# DOCUMENT SEGMENT
11/11/2020
Happy Veteran’s Day Papa! We Love you!! ❤️
In 1944, 17 year old Papa Angelo, ("Uncle Sonny") DeVincenzi, sailed to England on the Oceanliner/converted troop transport ship, Queen Elizabeth, with the U.S. Navy. A fast ship for its day, it crossed the Atlantic Ocean without an es**rt! Uncle Arthur DeVincenzi was stationed in England with the U.S. Army Air Corps. He was a ball turret gunner on a B-24 Bombe
Just before D-Day, (June 6, 1944) Uncle Arthur learned from the Red Cross that Papa was in Southern England. Understand that this was 1944 and that a world war was going on. Communications were nothing like they are today-they still used telegraph/telegrams to send messages long distance, not telephones. Nobody knew where anyone was stationed during those years; (When you are in the military during wartime, you can't tell anyone where you are. The military uses "APO" addresses to disguise locations-Army Post Office, Fleet Post Office, etc.)
Papa DeVincenzi was kneeling on the floor of his barracks, shooting dice in a "crap game". All of a sudden someone was standing next to him in an Army Air Corps uniform, wearing officer's pants. He thought that he had been busted! He looked up to see Uncle Arthur standing there. They went out on the town and celebrated their incredible reunion. At the end of the night, Papa put Uncle Arthur on a train that was headed North towards London; He was feeling pretty good after partying all night and Papa wondered if he would get off at his stop.
Papa found out that when Uncle Arthur had asked his commanding officer for permission to go see his brother, he said no, and denied him a pass. Uncle Arthur then liberated an officer's uniform, went AWOL, and got on a train to go and visit Papa. (Officers need a pass to leave their base. Uncle Arthur was a sergeant).

# REQUIRED ACTION 1
Please copy the Veteran's Day story word for word, everything from "Papa DeVincenzi was" down to "was a sergeant).".
# REQUIRED ACTION 2
List every geographic place named in the Veteran's Day story.

# GIVEN DATA
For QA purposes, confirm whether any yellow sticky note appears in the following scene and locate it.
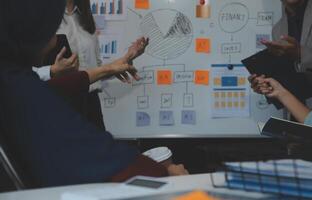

# WRITTEN REPLY 1
Papa DeVincenzi was kneeling on the floor of his barracks, shooting dice in a "crap game". All of a sudden someone was standing next to him in an Army Air Corps uniform, wearing officer's pants. He thought that he had been busted! He looked up to see Uncle Arthur standing there. They went out on the town and celebrated their incredible reunion. At the end of the night, Papa put Uncle Arthur on a train that was headed North towards London; He was feeling pretty good after partying all night and Papa wondered if he would get off at his stop.
Papa found out that when Uncle Arthur had asked his commanding officer for permission to go see his brother, he said no, and denied him a pass. Uncle Arthur then liberated an officer's uniform, went AWOL, and got on a train to go and visit Papa. (Officers need a pass to leave their base. Uncle Arthur was a sergeant).

# WRITTEN REPLY 2
England
Atlantic Ocean
Southern England
London